* OBJECTIVE *
Retype all of the listing exactly, passing over any picture you find.

* DATA ENTRIES *
• • • • • • •

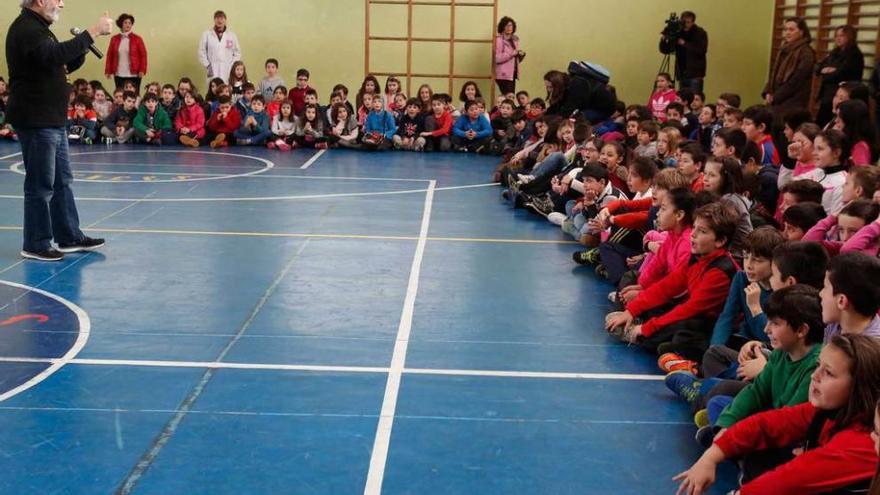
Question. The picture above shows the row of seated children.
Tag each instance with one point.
(783, 353)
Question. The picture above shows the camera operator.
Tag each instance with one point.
(690, 44)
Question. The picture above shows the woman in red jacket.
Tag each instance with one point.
(832, 431)
(127, 55)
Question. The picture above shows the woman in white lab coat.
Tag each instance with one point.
(219, 49)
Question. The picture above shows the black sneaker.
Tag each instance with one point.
(47, 255)
(84, 244)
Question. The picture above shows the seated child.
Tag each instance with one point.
(379, 128)
(410, 127)
(82, 121)
(835, 232)
(223, 124)
(152, 125)
(850, 302)
(647, 139)
(472, 130)
(309, 130)
(343, 127)
(834, 426)
(190, 121)
(671, 323)
(127, 111)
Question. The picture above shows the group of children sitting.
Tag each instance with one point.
(751, 273)
(239, 112)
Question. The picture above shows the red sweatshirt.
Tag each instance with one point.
(297, 96)
(636, 216)
(226, 126)
(706, 281)
(444, 124)
(838, 461)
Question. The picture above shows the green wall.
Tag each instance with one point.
(327, 37)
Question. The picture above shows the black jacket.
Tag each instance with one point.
(690, 58)
(850, 65)
(38, 67)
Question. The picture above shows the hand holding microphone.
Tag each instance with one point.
(103, 27)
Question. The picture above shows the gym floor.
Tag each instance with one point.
(317, 323)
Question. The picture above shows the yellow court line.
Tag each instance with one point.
(312, 236)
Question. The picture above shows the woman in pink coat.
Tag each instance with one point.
(507, 56)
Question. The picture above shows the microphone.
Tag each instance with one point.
(92, 47)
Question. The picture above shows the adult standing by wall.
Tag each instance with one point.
(508, 56)
(691, 46)
(789, 85)
(38, 67)
(219, 49)
(845, 62)
(127, 55)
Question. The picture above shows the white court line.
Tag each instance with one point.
(312, 160)
(336, 369)
(55, 364)
(379, 456)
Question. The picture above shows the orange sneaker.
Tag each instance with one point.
(671, 361)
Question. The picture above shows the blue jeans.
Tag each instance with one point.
(49, 207)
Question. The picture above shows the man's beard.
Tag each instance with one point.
(53, 14)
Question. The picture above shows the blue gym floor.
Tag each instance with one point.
(369, 323)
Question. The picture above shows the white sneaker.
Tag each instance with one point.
(556, 218)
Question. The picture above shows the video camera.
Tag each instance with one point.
(672, 31)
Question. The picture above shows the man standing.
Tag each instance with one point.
(219, 49)
(38, 91)
(690, 53)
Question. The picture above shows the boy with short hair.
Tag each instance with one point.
(472, 130)
(243, 105)
(297, 95)
(223, 124)
(502, 128)
(128, 111)
(271, 80)
(728, 142)
(647, 139)
(152, 125)
(410, 127)
(438, 126)
(732, 118)
(379, 128)
(682, 325)
(851, 295)
(255, 127)
(691, 161)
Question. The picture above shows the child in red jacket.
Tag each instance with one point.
(832, 432)
(682, 325)
(222, 124)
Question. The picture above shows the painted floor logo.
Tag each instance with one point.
(39, 333)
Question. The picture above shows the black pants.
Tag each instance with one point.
(120, 82)
(506, 87)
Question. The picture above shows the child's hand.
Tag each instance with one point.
(618, 319)
(749, 351)
(753, 298)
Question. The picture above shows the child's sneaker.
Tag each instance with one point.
(219, 141)
(671, 361)
(684, 384)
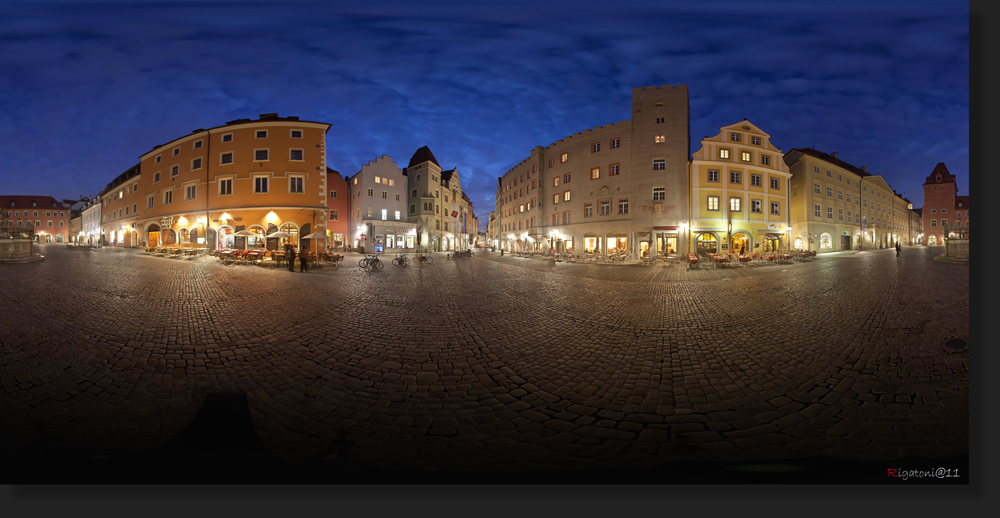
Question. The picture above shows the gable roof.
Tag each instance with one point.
(423, 155)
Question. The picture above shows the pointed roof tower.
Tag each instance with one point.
(423, 155)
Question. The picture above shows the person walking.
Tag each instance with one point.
(290, 257)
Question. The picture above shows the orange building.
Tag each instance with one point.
(201, 190)
(48, 217)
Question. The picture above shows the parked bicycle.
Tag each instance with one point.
(370, 263)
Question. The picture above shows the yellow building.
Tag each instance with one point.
(837, 206)
(739, 193)
(202, 189)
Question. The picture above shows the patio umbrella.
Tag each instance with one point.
(245, 233)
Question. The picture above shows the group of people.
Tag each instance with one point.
(290, 258)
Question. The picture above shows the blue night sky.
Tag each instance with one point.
(89, 87)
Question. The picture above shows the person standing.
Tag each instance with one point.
(290, 257)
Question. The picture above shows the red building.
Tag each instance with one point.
(49, 217)
(943, 209)
(338, 205)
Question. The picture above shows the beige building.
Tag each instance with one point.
(837, 206)
(437, 205)
(610, 189)
(739, 193)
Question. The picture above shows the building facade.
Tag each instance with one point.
(611, 189)
(836, 206)
(201, 189)
(945, 213)
(378, 208)
(440, 210)
(739, 193)
(339, 206)
(47, 216)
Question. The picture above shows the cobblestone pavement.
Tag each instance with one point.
(493, 363)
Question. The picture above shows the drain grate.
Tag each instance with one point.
(956, 343)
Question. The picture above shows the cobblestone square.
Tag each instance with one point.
(492, 364)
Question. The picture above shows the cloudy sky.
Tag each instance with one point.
(86, 88)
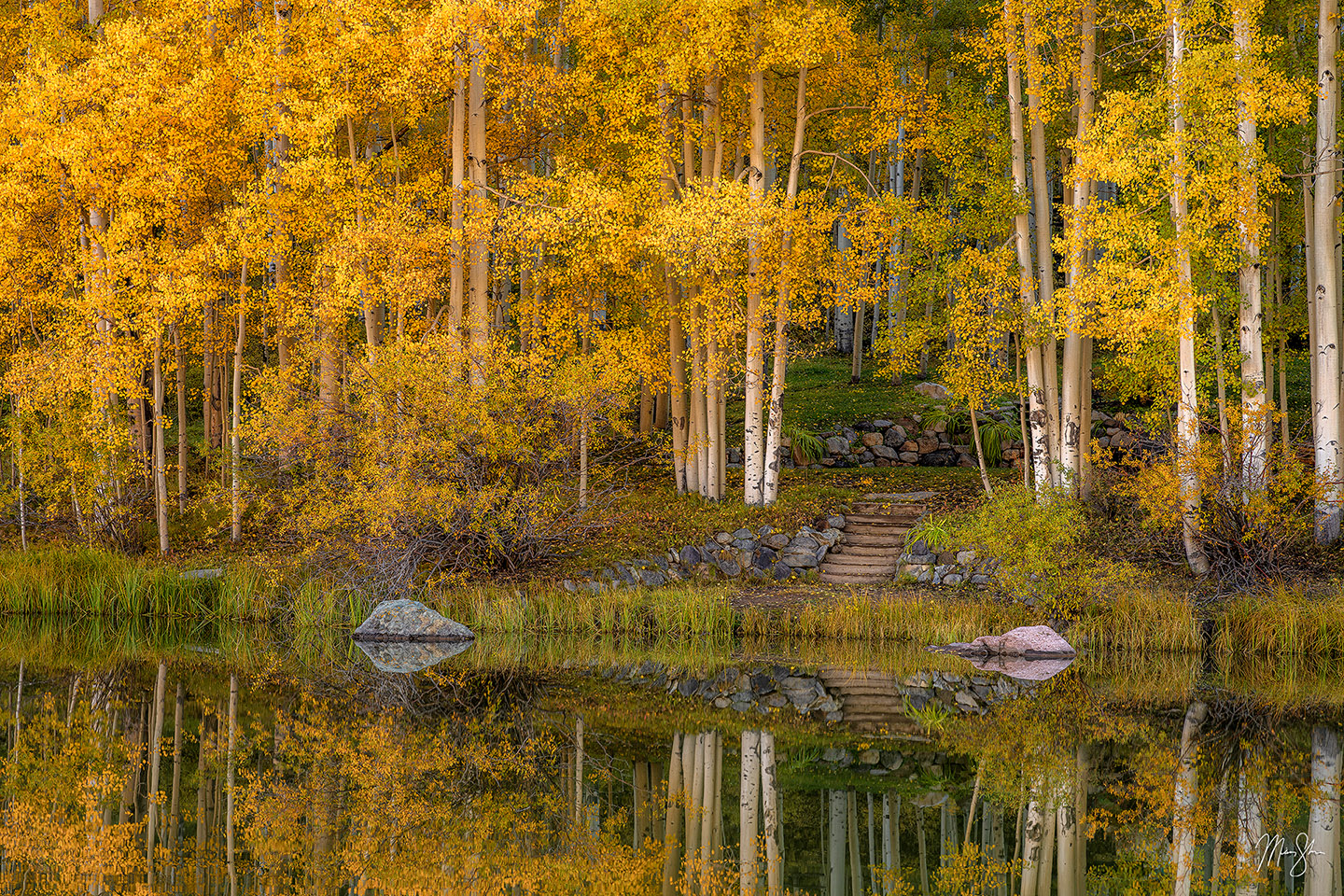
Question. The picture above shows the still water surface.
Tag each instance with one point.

• • • • • • •

* ANSWER *
Question. The picture above shows the row of seated children.
Tag each instance with one point.
(783, 353)
Question. The picture above shows the camera operator.
Tag each instance with one point.
(690, 44)
Question. The picture above shows the woman in red jacket.
Tag each instance with one point.
(832, 431)
(127, 55)
Question. The picture above shows the woman in white lab coat.
Tag each instance with one point.
(219, 49)
Question. The picture above shows the black sneaker.
Tag each instance with one point.
(47, 255)
(84, 244)
Question. The picture above shows the seated child.
Tag each instance with one point.
(379, 128)
(410, 127)
(82, 121)
(835, 232)
(223, 124)
(152, 125)
(850, 302)
(647, 139)
(472, 130)
(309, 130)
(343, 127)
(834, 426)
(190, 121)
(671, 323)
(127, 111)
Question. The picture above shows the group of children sitting.
Tag each instance with one point.
(751, 273)
(239, 112)
Question. The picture above shows the red sweatshirt.
Tag each instance with one point.
(297, 96)
(636, 216)
(226, 126)
(706, 281)
(444, 124)
(838, 461)
Question. The picture above shows the green wall.
Tag each instance with one point.
(327, 37)
Question. The picture above shows the black jacket.
Tag each instance with one point.
(690, 58)
(850, 65)
(38, 67)
Question. The picture above shows the hand holding microphone.
Tag each instance with one point.
(103, 27)
Question. The picture above shows the gym floor.
Tag each instance with one point.
(317, 323)
Question. The picture above shows the yellow court line.
Tag each instance with one point.
(312, 236)
Question. The picture above shows the woman in pink coat.
Tag each instance with one point.
(507, 56)
Question. The picture above shows the microphone.
Tag each instance with one point.
(92, 47)
Question. The picture above shows the adult standing by wall.
Tag each instance with one point.
(508, 56)
(691, 46)
(789, 85)
(38, 67)
(219, 49)
(845, 62)
(127, 55)
Question. The picture above shows the white court line.
Tag each instance with one point.
(312, 160)
(336, 369)
(55, 364)
(379, 456)
Question. The picture above shows the orange sneaker.
Tag each instance with one point.
(671, 361)
Question. The picture above shows the blue jeans.
Tag each instance with one point.
(49, 207)
Question. The picture above shows the man's beard.
Tag each instance with one point.
(53, 14)
Question. The picture above shows the blue gym floor.
Tag each instance with one point.
(369, 323)
Question. The picture above shows the white sneaker.
Tag each instance with one point.
(556, 218)
Question. The picture above shows the video camera.
Tag each instance with one point.
(672, 31)
Question. The picture above shows the man standing.
Tag each instance with one point.
(219, 49)
(38, 91)
(690, 53)
Question. The picture above shows the boy with short hair.
Tag each instance with one point.
(472, 130)
(243, 105)
(297, 95)
(223, 124)
(502, 128)
(128, 111)
(271, 80)
(728, 142)
(647, 139)
(152, 125)
(410, 127)
(438, 126)
(732, 118)
(379, 128)
(682, 325)
(851, 295)
(255, 127)
(691, 161)
Question. The picture above shows the child in red jacket.
Tag each instance with one point.
(832, 432)
(682, 325)
(222, 124)
Question. The picture above shows the painted floor logo.
Tag each instance with one point.
(39, 333)
Question. The picture above shows the black pants.
Tag each instance with one point.
(120, 82)
(506, 87)
Question. The picture above shows the child's hand.
Tag each instance with one point.
(618, 319)
(749, 351)
(753, 298)
Question. The picture above shows the child's sneaker.
Tag each instance with one point.
(219, 141)
(671, 361)
(684, 384)
Question. The picture above shows the gable roof.
Tag each instance with one point.
(423, 155)
Question. The picture above shows the pointed roof tower.
Tag each instance with one point.
(423, 155)
Question. The picture above shows the person walking.
Tag each instance with one point.
(290, 257)
Question. The picture above shows the orange building.
Tag each instance with one point.
(201, 190)
(48, 217)
Question. The picture above shows the parked bicycle.
Tag each instance with one point.
(370, 263)
Question. The picture above shows the yellow building.
Tag each instance with one point.
(837, 206)
(739, 193)
(202, 189)
Question. The picture above shows the patio umbrella.
Tag each instance with one point.
(245, 233)
Question. The picture above shows the group of people.
Tag each instance with one point.
(290, 258)
Question. The picture above shows the blue night sky.
Tag each instance with one point.
(89, 87)
Question. The picture above shows the person standing.
Tag each instance with one point.
(290, 257)
Question. The picture above shows the red building.
Tag each instance with one point.
(49, 217)
(943, 209)
(338, 205)
Question. The picture above shows the beige building.
Tag each instance with one point.
(837, 206)
(437, 205)
(610, 189)
(739, 193)
Question. The picture above shows the building facade.
Tag each instance with one point.
(611, 189)
(836, 206)
(201, 189)
(945, 213)
(378, 208)
(440, 210)
(739, 193)
(339, 206)
(47, 216)
Question. The picture above shows the cobblestone pavement.
Tag each instance with one point.
(493, 363)
Question. The picture above shows the drain grate.
Tag each instance with one point.
(956, 343)
Question. The picture above shows the cobblestone square.
Tag each instance with one point.
(492, 364)
Question. The picture above shows the cloudy sky.
Tag each instance with one point.
(86, 88)
Question. The picture above shows the still water surface.
Tag each instance with one point.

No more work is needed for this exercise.